__Given exercise 1__. In the Python dictionaries excerpt, what must an argument name start with under the named argument method?
__Given exercise 2__. Retype the Python dictionaries excerpt from "## Combining Dictionaries" to "more_stocks.update(from_list_of_list)".

__Page extract__.

┌────────

With this named argument method, argument names must follow the naming rules for variables: no spaces, no reserved words, and the name must start with a letter or underscore.

Creating dictionaries from two-value sequences:

In [None]:
from_list_of_list = dict([ ['DIS', 'Walt Disney Co'], ['DOW', 'Dow'], ['GS', 'Goldman Sacs'], ['HD', 'Home Depot'] ])
from_list_of_list

## Combining Dictionaries
Python has two different ways to combine dictionaries.

First, we can use `{**a, **b}` operator.

In [None]:
combined = { **more_stocks, **from_list_of_list}
combined

Or, we can use the `.update()` method.  If both dictionaries contain the same key, the value from the dictionary in the argument takes precedence.

In [None]:
more_stocks.update(from_list_of_list)

└────────

__Entries provided__.
┌────────

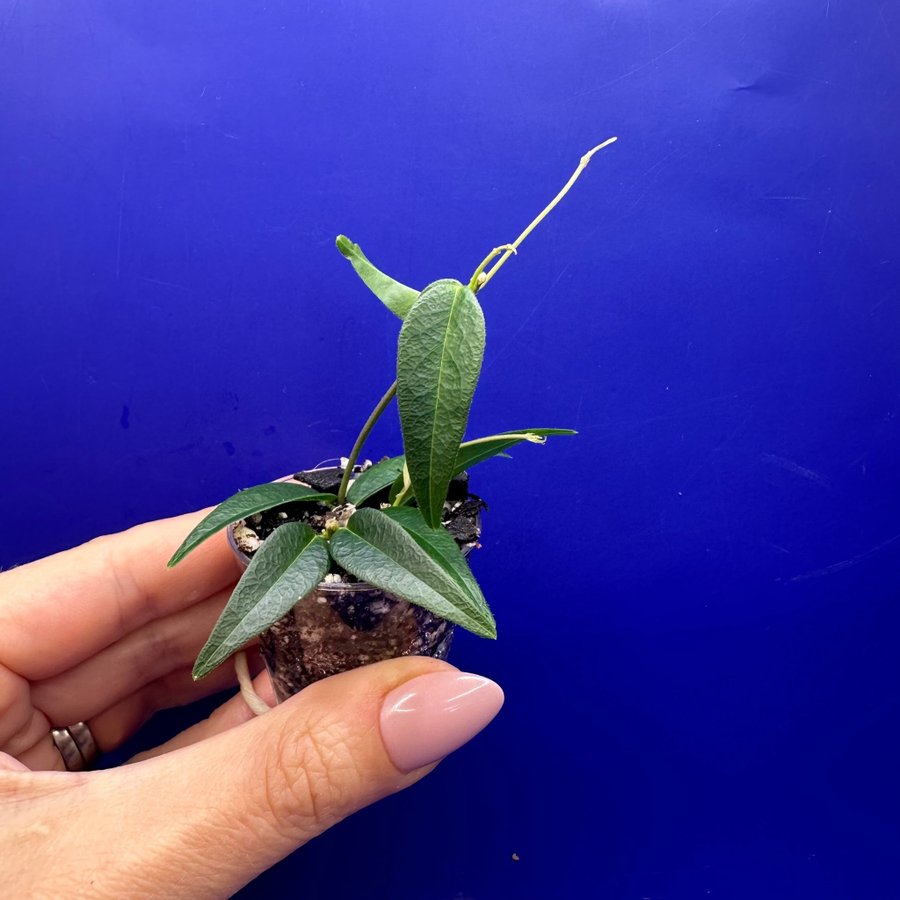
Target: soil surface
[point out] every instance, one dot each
(345, 623)
(462, 513)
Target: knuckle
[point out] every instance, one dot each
(312, 779)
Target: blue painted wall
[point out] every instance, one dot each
(699, 623)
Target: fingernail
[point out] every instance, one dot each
(432, 715)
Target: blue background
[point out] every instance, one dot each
(699, 618)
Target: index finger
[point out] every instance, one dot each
(58, 611)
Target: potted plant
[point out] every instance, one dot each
(353, 564)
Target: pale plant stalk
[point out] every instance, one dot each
(478, 280)
(511, 248)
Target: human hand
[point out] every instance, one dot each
(106, 634)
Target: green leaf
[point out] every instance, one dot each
(473, 452)
(246, 503)
(289, 564)
(398, 298)
(440, 546)
(377, 548)
(374, 479)
(439, 358)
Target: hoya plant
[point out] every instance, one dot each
(400, 545)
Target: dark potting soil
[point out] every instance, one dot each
(344, 624)
(461, 512)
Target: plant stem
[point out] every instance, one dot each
(511, 248)
(473, 281)
(361, 439)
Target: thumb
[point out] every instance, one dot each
(215, 814)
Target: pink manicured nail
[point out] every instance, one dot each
(427, 718)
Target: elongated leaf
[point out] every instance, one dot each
(246, 503)
(397, 297)
(290, 563)
(439, 358)
(473, 452)
(378, 549)
(440, 546)
(374, 479)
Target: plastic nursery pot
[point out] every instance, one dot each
(343, 625)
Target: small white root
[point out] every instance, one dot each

└────────

__Complete answer 1__. A letter or an underscore.

__Complete answer 2__.
## Combining Dictionaries
Python has two different ways to combine dictionaries.

First, we can use `{**a, **b}` operator.

In [None]:
combined = { **more_stocks, **from_list_of_list}
combined

Or, we can use the `.update()` method.  If both dictionaries contain the same key, the value from the dictionary in the argument takes precedence.

In [None]:
more_stocks.update(from_list_of_list)